>> start Extract

Exhibit 10.130
BROKERAGE AGREEMENT
between Novomatic AG, Gumpoldskirchen, Austria/Europe ("Buyer" hereinafter) and
Century Casinos, Inc. ("CCI" hereinafter).
WHEREAS:
CCI has brokered an agreement for Buyer, whereby Buyer got the opportunity to
purchase 8% (eight percent) of a company named Silverstar Development Ltd.
("Silverstar" hereinafter) from one of the main proponents and investors in that
company, Xx. Xxxx xx Xxxxx. Silverstar is domiciled in Gauteng, South Africa.
Both Buyer and CCI recognize and acknowledge that those 8% would not have been
available from Xx. Xxxx xx Xxxxx for purchase for CCI as of the date of this
Agreement.
NOW THEREFORE, BE IT RESOLVED THAT:
1. In case Buyer buys those 8% of Silverstar, then Buyer agrees to pay a
commission to CCI for brokering this purchase opportunity.
2. The commission payable from Buyer to CCI is payable in form of an option
for CCI to purchase seven eighth (7/8) of the brokered Silverstar shares at
85% of their fair market value at the time CCI exercises its option.
3. In case Silverstar is a publicly traded company at the time of the
option exercise, then the fair market value of the Silverstar shares will
be defined as the average share price of the 30 trading days preceding the
exercise of the option by CCI; in case Silverstar is a private company at
the time of the option exercise, then the fair market value will be
determined through the valuation of a reputable international auditing
company.
4. CCI can exercise this option at the earliest after the occurrence of the
earlier of a) the opening of the Silverstar casino; or b) one year from the
date of this agreement.
5. After having observed the minimum waiting time described in Article 4.
above, CCI can exercise this option at any time, in whole or in part, but
no later than five years after the day Silverstar has commenced casino
operations in Gauteng.
6. Buyer obliges himself not to sell, pledge or otherwise incumber the
Silverstar shares during the term of CCI's option.
IN WITNESS WHEREOF,
the parties acknowledge and agree to the terms and conditions above stated by
signing below on this date.

>> end Extract

- Directions
[a] In the brokerage agreement, at what share of fair market value may CCI purchase the brokered Silverstar shares?
[b] Report every line of the records that contains the word "white".

>> start Stored rows

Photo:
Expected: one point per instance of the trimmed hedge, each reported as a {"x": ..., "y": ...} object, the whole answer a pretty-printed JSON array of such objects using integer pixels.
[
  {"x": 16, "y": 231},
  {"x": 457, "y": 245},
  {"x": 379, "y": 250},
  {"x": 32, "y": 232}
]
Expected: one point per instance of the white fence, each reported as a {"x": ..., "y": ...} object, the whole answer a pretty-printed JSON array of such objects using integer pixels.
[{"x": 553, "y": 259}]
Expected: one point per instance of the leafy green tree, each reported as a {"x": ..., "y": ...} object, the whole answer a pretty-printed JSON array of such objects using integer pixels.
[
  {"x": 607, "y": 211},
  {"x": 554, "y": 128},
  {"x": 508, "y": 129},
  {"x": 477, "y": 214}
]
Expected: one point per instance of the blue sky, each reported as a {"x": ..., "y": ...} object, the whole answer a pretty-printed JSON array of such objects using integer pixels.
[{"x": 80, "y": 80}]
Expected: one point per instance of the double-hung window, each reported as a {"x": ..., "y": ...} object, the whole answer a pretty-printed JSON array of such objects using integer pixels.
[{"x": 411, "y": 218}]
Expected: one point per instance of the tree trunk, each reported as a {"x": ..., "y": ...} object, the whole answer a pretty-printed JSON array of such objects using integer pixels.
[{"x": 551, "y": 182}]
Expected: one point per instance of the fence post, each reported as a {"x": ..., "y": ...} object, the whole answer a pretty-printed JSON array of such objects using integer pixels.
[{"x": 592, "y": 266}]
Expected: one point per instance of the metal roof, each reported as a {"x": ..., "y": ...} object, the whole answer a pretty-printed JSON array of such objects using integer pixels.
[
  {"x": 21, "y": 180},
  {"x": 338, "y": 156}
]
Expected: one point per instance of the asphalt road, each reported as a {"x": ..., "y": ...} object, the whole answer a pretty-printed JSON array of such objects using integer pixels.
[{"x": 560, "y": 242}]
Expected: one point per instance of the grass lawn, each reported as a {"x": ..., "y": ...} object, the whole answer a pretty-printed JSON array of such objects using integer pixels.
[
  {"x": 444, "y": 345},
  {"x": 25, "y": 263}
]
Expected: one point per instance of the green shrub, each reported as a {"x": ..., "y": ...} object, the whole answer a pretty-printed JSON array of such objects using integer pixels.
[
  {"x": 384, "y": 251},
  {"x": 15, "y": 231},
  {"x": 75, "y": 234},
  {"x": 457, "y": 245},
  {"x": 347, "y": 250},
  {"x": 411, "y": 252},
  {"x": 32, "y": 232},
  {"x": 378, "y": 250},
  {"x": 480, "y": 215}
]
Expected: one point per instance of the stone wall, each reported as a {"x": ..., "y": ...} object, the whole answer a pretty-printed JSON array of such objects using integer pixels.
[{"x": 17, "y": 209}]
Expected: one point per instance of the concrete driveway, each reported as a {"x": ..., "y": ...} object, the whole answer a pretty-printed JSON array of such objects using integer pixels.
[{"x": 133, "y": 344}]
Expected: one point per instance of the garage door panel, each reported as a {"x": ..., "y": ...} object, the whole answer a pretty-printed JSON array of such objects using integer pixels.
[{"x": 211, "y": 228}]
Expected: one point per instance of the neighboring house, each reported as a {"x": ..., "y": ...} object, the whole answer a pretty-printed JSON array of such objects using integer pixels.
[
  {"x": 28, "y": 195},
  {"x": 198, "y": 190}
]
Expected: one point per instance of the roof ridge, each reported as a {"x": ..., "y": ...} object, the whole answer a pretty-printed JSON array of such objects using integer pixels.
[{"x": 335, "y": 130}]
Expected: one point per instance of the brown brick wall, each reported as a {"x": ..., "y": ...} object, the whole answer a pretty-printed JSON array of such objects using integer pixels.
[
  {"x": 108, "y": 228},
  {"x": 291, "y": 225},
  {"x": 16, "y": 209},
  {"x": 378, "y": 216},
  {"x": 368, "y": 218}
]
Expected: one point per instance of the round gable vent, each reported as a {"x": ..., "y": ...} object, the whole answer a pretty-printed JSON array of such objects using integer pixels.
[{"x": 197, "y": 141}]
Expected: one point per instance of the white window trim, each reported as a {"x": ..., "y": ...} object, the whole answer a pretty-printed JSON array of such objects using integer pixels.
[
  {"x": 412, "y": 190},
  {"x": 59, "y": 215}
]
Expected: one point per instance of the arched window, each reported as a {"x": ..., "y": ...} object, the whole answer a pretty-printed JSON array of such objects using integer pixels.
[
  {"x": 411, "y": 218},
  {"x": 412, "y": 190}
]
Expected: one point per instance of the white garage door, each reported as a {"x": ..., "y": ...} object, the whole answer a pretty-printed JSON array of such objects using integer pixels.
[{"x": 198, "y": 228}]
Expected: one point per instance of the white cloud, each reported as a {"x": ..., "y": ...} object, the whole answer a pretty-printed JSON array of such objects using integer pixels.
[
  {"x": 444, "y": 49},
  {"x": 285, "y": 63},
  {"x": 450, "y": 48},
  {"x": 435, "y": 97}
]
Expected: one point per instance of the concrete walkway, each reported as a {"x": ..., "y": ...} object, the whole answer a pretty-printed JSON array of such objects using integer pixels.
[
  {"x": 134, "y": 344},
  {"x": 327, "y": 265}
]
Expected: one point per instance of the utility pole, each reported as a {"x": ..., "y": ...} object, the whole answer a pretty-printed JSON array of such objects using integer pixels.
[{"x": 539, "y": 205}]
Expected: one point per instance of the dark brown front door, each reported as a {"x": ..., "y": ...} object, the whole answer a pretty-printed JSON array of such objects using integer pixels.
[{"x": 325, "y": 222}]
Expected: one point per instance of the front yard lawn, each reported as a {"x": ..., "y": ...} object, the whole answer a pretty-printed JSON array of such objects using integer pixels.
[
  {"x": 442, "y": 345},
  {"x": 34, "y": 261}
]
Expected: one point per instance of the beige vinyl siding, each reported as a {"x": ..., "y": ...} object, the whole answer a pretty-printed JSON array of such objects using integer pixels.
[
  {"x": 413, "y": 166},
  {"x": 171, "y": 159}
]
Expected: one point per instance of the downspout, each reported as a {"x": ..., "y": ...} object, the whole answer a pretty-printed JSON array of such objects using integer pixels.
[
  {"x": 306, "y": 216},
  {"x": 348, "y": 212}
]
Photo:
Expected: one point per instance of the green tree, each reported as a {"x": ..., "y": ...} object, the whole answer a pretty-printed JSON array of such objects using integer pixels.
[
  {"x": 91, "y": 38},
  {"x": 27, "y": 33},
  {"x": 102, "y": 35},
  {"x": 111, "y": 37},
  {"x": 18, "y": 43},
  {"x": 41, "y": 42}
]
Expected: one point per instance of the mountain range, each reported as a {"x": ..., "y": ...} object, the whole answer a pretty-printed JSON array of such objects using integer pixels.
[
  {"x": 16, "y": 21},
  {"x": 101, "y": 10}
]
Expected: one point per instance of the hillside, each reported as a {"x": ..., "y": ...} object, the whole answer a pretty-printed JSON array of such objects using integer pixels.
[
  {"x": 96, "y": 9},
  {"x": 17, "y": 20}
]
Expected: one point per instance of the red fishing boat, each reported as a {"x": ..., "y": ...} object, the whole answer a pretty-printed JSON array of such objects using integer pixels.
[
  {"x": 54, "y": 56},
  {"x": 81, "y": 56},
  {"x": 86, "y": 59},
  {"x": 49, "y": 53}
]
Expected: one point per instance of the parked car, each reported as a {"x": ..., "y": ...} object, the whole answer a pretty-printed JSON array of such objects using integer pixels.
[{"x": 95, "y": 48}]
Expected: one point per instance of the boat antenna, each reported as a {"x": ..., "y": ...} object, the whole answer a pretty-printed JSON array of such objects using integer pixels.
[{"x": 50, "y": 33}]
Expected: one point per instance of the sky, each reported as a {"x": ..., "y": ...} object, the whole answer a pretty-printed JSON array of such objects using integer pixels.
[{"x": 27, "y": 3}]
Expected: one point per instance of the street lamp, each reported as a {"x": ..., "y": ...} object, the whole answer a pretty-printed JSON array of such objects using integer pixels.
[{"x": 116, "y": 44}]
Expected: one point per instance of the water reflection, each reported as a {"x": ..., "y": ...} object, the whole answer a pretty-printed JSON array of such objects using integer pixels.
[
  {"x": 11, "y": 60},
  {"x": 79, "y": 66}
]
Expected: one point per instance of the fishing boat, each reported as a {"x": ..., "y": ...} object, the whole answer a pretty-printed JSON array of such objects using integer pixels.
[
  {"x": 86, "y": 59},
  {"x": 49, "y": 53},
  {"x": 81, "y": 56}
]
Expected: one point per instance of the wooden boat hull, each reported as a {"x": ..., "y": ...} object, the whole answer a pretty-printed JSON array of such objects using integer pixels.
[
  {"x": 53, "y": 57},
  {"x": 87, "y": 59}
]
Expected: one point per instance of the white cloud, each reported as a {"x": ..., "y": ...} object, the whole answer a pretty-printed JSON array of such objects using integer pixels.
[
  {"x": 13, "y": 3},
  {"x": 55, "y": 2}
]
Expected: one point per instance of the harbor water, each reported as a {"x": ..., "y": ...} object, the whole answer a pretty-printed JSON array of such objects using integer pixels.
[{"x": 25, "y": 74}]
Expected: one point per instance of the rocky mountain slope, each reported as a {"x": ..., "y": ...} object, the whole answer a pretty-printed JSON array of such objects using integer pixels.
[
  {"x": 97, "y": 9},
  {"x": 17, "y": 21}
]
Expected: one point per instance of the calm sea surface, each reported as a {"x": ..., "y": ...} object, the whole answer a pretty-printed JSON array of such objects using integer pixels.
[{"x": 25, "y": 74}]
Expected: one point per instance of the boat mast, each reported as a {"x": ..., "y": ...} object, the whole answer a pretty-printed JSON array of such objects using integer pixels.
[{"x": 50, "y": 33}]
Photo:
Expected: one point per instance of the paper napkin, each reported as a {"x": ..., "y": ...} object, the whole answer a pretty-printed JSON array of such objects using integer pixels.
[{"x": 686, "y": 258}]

>> end Stored rows

- Solutions
[a] At 85% of their fair market value at the time CCI exercises its option.

[b]
Expected: one point per instance of the white fence, each reported as a {"x": ..., "y": ...} object, the whole answer a pretty-printed JSON array of such objects using integer pixels.
Expected: one point per instance of the white window trim, each reported as a {"x": ..., "y": ...} object, the whole answer a pretty-printed JSON array of such objects using integer pixels.
Expected: one point per instance of the white garage door, each reported as a {"x": ..., "y": ...} object, the whole answer a pretty-printed JSON array of such objects using integer pixels.
Expected: one point per instance of the white cloud, each reported as a {"x": ..., "y": ...} object, the whole answer a pretty-printed JSON array of such objects using integer pixels.
Expected: one point per instance of the white cloud, each reported as a {"x": ..., "y": ...} object, the whole answer a pretty-printed JSON array of such objects using integer pixels.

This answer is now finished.